▶ [Task objective]
Could you edit the items below so that "red rubber ball" reads "red ball" everywhere it appears, with nothing else changed?

--- BEGIN Exercise data ---

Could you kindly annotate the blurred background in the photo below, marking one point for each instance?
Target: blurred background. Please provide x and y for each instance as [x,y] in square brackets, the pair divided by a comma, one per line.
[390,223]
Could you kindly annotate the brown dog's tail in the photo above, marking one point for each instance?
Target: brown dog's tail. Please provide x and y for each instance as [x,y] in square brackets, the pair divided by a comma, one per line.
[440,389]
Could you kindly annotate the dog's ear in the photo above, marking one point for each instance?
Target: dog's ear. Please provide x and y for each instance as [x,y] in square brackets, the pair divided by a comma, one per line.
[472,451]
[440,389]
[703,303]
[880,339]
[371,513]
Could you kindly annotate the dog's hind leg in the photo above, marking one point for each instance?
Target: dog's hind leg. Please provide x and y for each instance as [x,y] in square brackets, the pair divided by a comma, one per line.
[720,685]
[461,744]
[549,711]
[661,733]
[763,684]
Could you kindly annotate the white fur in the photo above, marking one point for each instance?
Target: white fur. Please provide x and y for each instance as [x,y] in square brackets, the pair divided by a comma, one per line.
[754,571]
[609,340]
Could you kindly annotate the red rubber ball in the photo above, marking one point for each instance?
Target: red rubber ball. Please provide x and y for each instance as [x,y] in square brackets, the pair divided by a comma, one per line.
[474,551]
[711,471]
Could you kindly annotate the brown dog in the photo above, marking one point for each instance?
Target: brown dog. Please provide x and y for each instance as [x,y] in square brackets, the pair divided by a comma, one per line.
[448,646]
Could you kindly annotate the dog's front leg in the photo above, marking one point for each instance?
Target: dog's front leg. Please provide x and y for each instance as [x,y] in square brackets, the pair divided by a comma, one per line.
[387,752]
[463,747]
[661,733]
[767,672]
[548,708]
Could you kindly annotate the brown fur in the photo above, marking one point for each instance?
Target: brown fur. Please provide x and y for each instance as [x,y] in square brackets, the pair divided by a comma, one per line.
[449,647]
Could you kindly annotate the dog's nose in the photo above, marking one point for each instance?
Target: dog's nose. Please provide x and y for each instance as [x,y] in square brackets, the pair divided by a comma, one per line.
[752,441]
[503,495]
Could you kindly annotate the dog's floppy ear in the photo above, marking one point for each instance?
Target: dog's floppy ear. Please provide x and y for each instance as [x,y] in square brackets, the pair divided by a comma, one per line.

--- END Exercise data ---

▶ [Written response]
Could you kindly annotate the blurred background in the photo below, marking one point for each instance?
Target: blurred background. Please provide x and y for each instance as [x,y] in square brackets, the pair divided by a comma, one per line.
[390,223]
Could you kindly annotate the brown dog's tail in the photo above, marking one point for each instance?
Target: brown dog's tail. Please provide x and y for each instance as [x,y] in square brackets, the pair divided by a comma, one per line.
[440,389]
Could you kindly annotate the dog's ear in the photo above, marking one point for each instance?
Target: dog's ear. Please provide x and y for each instance as [x,y] in square brackets, the pair divided by a comma, one per line.
[472,451]
[440,389]
[703,303]
[880,339]
[371,513]
Could you kindly annotate the dog's hind leg in the photo above, marking one point for each instance?
Target: dog's hind leg. Please provide x and y for each instance as [x,y] in square brackets, the pair divided by a comma, one per line.
[720,685]
[461,744]
[549,711]
[661,733]
[763,684]
Could you kindly annotate the white fur in the photo above, marking one point for each instance?
Target: white fur. Please provide x and y for each instance as [x,y] in square brackets, the pair divided by a comma, one per line.
[754,571]
[609,340]
Could you kindly annotate the red ball in the photo above, marking one point for each instance?
Target: red ball. Please provide x and y for each instance as [x,y] in square brackets, the pair divided by a comma, one per line.
[474,551]
[711,471]
Could you kindly annotate the brown dog in the photo above, marking one point for each instance?
Target: brown dog. Please provide x and y for each instance as [x,y] in square brackets, the pair divided by a comma, one per line.
[448,646]
Could you kindly annotate the dog's front leg in the photo above, marking one point for each instance?
Target: dog's front leg. Please provide x and y for each instance as [x,y] in square brackets, the pair divided by a comma, one per line.
[387,752]
[463,747]
[661,733]
[767,672]
[548,708]
Could you kindly annotate the brown fur in the photo above, marking one point for each instance?
Target: brown fur. Please provide x and y for each instance as [x,y] in square brackets, the pair divided by a comma, one per line.
[449,647]
Could you kindly annotate the dog's nose in the photo above, marking one point for each instance?
Target: dog's nose. Please provide x and y for each instance as [x,y] in square brackets, the pair divided by a comma, one per line.
[752,441]
[503,495]
Could you kindly annotate the dog's floppy ear in the photo above, marking one point for each instance?
Target: dog's floppy ear. Please provide x and y for each instance as [x,y] in square brackets, the pair divided by a comma, one per line.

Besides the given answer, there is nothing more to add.